::: Excerpt :::

Radio / Television News

ANALYSIS: Broadcasting, Cancon and the Internet. A way forward without Bill C-10



Third in a three-part series

By Len St-Aubin

FOR DECADES, CANADIAN broadcasting policy, grounded in the limitations of over-the-air radio and TV, has restricted consumer choice in the name of Canadian culture.

Quietly, Canadians have resisted: with set-top “rabbit ears”, roof-top antennas, pre-regulation cable-TV, and satellite dishes big and small, we asserted our freedom of choice, pulling in foreign signals. We took to online streaming like fish to water.

If passed, Bill C-10 would apply those increasingly out of touch (OOT) policies to online streaming. Virtual private networks (VPNs) are about to flourish.

It’s not that Canadians don’t like Canadian content. Our maple-leaf hearts were aflutter when, wonderfully Canadian, Schitts Creek swept the Emmys. Québécois flock to local content. It’s just that, well, we’re adults… We like our freedoms too.

It’s a legitimate public policy goal to foster Canadian content online, and engage global online (internet) audio and video streamers in the production and presentation of Cancon. Bill C-10 aims to do that by capturing online streamers under the decades-old Broadcasting Act and then selectively regulating some of them as broadcasters.

The first and second articles in this series show how Bill C-10 is highly problematic for Canadian broadcasting, for the internet in Canada, and for Canadians.

This article proposes an alternative. Because Bill C-10 amends the Broadcasting Act, my focus has been on television. The alternative has three components:

  • helping Canadian broadcasters compete by reducing regulatory burden and incentivizing them to invest more in original Cancon;
  • engaging online streamers in Cancon through a simple levy rather than regulation; and
  • excluding online media — and the internet — from the Broadcasting Act.

Broadcasting’s past is no prologue to the internet future

From TV’s beginnings, the popularity of U.S. entertainment content, combined with a protected domestic market, has made it cheaper, less risky, and more profitable for Canada’s private sector broadcasters to buy foreign than to finance their own original content.

So, a “regulatory bargain” was struck. Because broadcast distribution channels (over-the-air, cable, satellite) were domestic and finite, regulation gave priority to Canadian broadcasters, and restricted access to foreign. That protected broadcasters’ rights to popular foreign programs and secured their middleman business model. In return, broadcasters must, on average, spend 30% of annual gross revenues on Cancon.

:::

Required actions
• A. List the three components of the alternative that the Bill C-10 analysis proposes.
• B. Rewrite all of the entries below, changing "Wanted" to "Needed" and leaving everything else as it is.

::: Recorded data :::

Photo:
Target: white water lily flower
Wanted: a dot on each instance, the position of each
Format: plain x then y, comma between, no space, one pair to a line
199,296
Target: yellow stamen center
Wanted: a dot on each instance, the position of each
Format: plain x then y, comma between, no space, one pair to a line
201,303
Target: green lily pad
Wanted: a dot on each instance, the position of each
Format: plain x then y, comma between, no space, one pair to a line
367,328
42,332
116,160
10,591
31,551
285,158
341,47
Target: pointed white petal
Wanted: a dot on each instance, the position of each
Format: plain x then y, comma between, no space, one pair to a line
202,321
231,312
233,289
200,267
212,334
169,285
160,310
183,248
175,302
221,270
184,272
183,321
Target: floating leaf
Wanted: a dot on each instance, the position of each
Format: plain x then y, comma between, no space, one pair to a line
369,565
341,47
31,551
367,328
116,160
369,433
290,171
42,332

:::

Answers to the exercises
• A.
- Helping Canadian broadcasters compete by reducing regulatory burden and incentivizing them to invest more in original Cancon
- Engaging online streamers in Cancon through a simple levy rather than regulation
- Excluding online media, and the internet, from the Broadcasting Act

• B.
Photo:
Target: white water lily flower
Needed: a dot on each instance, the position of each
Format: plain x then y, comma between, no space, one pair to a line
199,296
Target: yellow stamen center
Needed: a dot on each instance, the position of each
Format: plain x then y, comma between, no space, one pair to a line
201,303
Target: green lily pad
Needed: a dot on each instance, the position of each
Format: plain x then y, comma between, no space, one pair to a line
367,328
42,332
116,160
10,591
31,551
285,158
341,47
Target: pointed white petal
Needed: a dot on each instance, the position of each
Format: plain x then y, comma between, no space, one pair to a line
202,321
231,312
233,289
200,267
212,334
169,285
160,310
183,248
175,302
221,270
184,272
183,321
Target: floating leaf
Needed: a dot on each instance, the position of each
Format: plain x then y, comma between, no space, one pair to a line
369,565
341,47
31,551
367,328
116,160
369,433
290,171
42,332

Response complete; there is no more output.